▸ Enunciado del problema A: Según el texto fuente, ¿en qué lugar se han convertido los comunes en una fuerza económica sumamente independiente y poderosa?
▸ Enunciado del problema B: Transcribe sin cambios el fragmento del texto fuente que empieza con las palabras "De entre todas" y termina con "la dominancia corporativa.".
── Texto fuente ──
Stanislav Lem, Ciberíada.La tecnología no es en absoluto neutral, siempre refleja los ideales de aquellos que la financian.
De entre todas las esferas de la vida, el procomún ha tenido especial relevancia y repercusión en el ámbito digital. Es precisamente en Internet donde los comunes se han convertido en una fuerza económica sumamente independiente y poderosa. Antes del desarrollo de las tecnologías digitales, los comunes figuraban en el imaginario popular como una mera anécdota de la historia medieval o como un remanso de aguas estancadas dentro de la investigación de las ciencias sociales. Pero el desarrollo de las dichas tecnologías ha traído consigo un resurgimiento de los comunes como sistema alternativo a la dominancia corporativa.
───
── Datos sin procesar ──
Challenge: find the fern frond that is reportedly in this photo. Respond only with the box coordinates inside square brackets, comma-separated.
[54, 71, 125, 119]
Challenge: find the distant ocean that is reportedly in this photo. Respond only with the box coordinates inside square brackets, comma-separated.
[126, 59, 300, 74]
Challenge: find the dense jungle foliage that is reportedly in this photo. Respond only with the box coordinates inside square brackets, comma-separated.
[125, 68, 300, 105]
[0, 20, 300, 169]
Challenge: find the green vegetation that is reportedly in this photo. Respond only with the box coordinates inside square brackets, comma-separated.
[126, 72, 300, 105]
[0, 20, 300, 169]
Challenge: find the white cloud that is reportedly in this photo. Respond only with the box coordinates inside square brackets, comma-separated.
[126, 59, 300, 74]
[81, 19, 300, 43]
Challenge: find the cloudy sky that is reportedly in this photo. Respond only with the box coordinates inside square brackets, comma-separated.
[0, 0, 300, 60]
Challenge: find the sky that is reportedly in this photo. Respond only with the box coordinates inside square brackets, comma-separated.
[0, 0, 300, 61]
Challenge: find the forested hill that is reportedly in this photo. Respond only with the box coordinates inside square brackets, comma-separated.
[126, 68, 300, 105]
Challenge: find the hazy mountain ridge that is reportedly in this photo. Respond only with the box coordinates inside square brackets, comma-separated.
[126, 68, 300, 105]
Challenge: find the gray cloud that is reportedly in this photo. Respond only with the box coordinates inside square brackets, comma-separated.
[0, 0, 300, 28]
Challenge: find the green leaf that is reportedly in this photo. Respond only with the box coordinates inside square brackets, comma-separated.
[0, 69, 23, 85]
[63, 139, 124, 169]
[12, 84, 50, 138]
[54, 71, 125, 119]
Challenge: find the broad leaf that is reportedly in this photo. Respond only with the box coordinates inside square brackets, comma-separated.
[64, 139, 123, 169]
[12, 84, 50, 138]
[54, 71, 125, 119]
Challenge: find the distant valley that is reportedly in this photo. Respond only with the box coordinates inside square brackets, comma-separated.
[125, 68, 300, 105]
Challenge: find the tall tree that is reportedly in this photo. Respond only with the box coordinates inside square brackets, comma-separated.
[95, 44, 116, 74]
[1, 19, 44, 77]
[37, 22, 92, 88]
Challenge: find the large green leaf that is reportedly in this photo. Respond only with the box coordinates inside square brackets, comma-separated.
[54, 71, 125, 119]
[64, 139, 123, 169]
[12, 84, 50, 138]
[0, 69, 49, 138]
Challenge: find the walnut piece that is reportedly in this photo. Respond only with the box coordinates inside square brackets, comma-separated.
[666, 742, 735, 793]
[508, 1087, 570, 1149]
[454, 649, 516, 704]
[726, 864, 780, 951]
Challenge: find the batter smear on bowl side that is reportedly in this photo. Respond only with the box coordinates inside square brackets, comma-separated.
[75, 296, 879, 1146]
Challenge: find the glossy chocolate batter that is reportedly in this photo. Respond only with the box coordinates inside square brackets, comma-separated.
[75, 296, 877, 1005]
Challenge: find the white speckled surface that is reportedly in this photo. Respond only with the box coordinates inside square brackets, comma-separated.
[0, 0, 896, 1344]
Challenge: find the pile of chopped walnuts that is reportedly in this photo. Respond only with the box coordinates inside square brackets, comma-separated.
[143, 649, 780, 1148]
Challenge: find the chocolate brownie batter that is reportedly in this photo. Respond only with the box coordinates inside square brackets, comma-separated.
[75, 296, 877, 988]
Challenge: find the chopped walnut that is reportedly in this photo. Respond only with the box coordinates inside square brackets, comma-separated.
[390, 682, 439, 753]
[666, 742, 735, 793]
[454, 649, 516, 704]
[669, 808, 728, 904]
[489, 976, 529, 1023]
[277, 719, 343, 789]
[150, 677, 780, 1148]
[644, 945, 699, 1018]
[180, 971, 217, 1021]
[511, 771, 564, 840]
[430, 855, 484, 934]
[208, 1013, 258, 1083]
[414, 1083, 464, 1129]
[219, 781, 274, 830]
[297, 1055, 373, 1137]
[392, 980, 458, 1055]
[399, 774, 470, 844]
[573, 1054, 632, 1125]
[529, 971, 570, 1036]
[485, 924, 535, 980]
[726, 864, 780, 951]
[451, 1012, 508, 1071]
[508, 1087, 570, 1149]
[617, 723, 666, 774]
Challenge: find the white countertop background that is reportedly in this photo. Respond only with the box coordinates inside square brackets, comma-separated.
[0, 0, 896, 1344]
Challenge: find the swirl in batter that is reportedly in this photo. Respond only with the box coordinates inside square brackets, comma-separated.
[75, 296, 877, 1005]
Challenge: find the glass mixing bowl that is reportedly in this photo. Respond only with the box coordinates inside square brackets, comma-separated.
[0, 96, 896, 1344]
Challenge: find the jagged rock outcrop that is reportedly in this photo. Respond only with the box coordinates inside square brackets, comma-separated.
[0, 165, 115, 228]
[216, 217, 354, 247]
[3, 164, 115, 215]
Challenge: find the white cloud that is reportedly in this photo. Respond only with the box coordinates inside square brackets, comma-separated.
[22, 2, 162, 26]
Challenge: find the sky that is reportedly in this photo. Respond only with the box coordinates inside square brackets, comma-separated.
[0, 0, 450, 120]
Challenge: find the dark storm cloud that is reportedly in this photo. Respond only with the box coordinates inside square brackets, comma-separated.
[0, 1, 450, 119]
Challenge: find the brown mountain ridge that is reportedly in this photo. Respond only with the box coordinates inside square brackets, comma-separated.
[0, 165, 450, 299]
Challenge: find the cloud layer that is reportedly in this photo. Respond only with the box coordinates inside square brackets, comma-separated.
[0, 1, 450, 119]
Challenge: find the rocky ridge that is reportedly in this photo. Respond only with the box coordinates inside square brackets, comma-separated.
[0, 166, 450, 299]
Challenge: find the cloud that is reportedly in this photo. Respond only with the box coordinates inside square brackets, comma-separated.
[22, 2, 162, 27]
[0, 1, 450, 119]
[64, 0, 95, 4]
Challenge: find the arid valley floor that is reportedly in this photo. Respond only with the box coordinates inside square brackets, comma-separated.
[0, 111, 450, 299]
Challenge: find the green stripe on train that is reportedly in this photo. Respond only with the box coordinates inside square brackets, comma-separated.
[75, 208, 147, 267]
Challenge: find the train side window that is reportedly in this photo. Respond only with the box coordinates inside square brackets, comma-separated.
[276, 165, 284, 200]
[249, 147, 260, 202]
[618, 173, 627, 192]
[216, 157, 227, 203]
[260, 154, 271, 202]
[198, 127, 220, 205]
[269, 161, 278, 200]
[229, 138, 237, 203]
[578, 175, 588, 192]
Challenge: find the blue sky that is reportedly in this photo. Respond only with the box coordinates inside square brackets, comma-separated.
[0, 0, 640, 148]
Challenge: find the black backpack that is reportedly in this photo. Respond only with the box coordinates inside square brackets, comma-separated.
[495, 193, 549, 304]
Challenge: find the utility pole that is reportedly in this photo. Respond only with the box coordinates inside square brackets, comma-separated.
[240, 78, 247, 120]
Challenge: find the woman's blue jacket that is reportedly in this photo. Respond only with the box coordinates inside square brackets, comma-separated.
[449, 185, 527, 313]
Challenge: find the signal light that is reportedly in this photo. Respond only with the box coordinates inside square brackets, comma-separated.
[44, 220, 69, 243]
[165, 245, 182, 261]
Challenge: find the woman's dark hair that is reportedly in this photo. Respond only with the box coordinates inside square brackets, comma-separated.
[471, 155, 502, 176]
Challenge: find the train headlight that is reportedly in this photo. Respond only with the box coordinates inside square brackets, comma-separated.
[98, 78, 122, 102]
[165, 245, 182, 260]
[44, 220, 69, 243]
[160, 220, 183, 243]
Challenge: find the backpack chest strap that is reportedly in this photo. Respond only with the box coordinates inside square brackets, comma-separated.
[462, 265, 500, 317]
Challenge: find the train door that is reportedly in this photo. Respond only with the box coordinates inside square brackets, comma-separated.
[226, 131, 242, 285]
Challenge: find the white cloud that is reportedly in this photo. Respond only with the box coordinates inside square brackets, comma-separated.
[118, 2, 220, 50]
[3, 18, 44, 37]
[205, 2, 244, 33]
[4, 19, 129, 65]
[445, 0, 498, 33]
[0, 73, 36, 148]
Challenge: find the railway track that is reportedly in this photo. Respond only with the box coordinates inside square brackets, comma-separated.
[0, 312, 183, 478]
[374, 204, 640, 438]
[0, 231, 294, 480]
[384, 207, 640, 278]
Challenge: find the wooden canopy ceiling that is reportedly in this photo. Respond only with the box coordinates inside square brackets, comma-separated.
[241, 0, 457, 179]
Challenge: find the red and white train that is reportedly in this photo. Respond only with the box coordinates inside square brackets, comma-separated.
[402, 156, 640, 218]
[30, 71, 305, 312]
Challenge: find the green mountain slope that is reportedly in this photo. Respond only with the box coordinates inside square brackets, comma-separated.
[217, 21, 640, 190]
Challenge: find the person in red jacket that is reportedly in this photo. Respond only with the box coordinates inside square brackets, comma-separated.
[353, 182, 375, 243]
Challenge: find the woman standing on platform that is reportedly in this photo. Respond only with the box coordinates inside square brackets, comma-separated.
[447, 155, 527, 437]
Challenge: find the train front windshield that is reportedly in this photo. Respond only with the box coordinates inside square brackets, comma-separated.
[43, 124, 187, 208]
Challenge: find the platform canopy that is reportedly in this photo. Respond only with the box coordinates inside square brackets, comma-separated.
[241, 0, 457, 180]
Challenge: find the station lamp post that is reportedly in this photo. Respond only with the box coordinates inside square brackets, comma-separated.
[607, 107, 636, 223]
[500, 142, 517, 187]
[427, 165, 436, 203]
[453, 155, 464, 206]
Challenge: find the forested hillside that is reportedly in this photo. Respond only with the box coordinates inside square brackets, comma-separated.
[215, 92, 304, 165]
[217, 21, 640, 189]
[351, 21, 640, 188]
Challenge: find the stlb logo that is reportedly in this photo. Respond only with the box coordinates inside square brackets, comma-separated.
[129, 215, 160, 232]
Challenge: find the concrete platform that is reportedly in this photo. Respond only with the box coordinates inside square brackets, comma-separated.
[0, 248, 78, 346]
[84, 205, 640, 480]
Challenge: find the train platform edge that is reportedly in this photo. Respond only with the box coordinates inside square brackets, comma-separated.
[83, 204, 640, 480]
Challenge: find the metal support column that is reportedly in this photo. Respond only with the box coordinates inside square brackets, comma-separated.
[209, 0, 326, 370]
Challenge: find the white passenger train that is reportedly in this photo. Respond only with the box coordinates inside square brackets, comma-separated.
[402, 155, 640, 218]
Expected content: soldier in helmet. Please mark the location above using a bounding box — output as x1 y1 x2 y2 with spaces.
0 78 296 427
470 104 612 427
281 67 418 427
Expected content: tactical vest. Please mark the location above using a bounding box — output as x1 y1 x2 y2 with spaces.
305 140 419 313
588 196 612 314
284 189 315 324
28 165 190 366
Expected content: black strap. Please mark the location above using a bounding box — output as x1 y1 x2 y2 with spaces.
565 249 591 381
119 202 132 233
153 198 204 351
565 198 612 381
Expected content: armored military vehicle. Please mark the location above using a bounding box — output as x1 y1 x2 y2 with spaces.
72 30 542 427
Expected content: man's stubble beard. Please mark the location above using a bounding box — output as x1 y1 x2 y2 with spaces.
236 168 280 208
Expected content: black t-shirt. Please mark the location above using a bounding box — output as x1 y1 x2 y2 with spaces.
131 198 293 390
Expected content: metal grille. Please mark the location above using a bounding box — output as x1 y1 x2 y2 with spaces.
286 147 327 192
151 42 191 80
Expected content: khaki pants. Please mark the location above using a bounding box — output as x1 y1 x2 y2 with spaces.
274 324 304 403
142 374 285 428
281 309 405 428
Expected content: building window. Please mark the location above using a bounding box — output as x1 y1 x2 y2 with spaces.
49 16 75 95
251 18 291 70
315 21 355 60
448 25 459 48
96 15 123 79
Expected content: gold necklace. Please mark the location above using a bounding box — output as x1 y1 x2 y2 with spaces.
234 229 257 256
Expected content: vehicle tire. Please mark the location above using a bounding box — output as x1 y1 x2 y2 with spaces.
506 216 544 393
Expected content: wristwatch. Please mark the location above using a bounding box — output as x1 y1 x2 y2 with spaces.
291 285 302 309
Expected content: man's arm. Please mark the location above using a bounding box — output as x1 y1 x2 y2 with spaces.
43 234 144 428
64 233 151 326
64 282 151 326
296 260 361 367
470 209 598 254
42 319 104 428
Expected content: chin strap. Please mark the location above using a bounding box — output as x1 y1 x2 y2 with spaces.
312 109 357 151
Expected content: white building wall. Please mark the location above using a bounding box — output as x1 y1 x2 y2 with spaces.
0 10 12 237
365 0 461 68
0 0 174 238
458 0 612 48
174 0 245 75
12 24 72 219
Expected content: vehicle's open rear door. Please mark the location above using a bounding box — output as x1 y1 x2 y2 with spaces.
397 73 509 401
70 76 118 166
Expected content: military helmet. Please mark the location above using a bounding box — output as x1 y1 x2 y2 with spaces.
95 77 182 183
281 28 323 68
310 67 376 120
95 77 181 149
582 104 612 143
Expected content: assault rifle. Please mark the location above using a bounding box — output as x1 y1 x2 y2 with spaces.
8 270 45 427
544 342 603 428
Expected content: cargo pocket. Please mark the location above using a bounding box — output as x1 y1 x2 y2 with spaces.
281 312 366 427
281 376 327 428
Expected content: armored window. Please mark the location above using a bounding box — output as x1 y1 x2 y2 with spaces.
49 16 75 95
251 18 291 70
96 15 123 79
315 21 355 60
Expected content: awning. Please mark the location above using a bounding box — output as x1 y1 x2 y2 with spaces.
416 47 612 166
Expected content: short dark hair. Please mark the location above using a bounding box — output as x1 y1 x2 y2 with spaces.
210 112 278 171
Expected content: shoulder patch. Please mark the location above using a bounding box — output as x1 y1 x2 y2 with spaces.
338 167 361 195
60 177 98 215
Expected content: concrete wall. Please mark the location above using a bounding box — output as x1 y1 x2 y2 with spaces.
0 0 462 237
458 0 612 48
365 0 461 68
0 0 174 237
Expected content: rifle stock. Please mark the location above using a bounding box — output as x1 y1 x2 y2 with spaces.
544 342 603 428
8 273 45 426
───
▸ Resultado de la tarea A: En Internet.

▸ Resultado de la tarea B:
De entre todas las esferas de la vida, el procomún ha tenido especial relevancia y repercusión en el ámbito digital. Es precisamente en Internet donde los comunes se han convertido en una fuerza económica sumamente independiente y poderosa. Antes del desarrollo de las tecnologías digitales, los comunes figuraban en el imaginario popular como una mera anécdota de la historia medieval o como un remanso de aguas estancadas dentro de la investigación de las ciencias sociales. Pero el desarrollo de las dichas tecnologías ha traído consigo un resurgimiento de los comunes como sistema alternativo a la dominancia corporativa.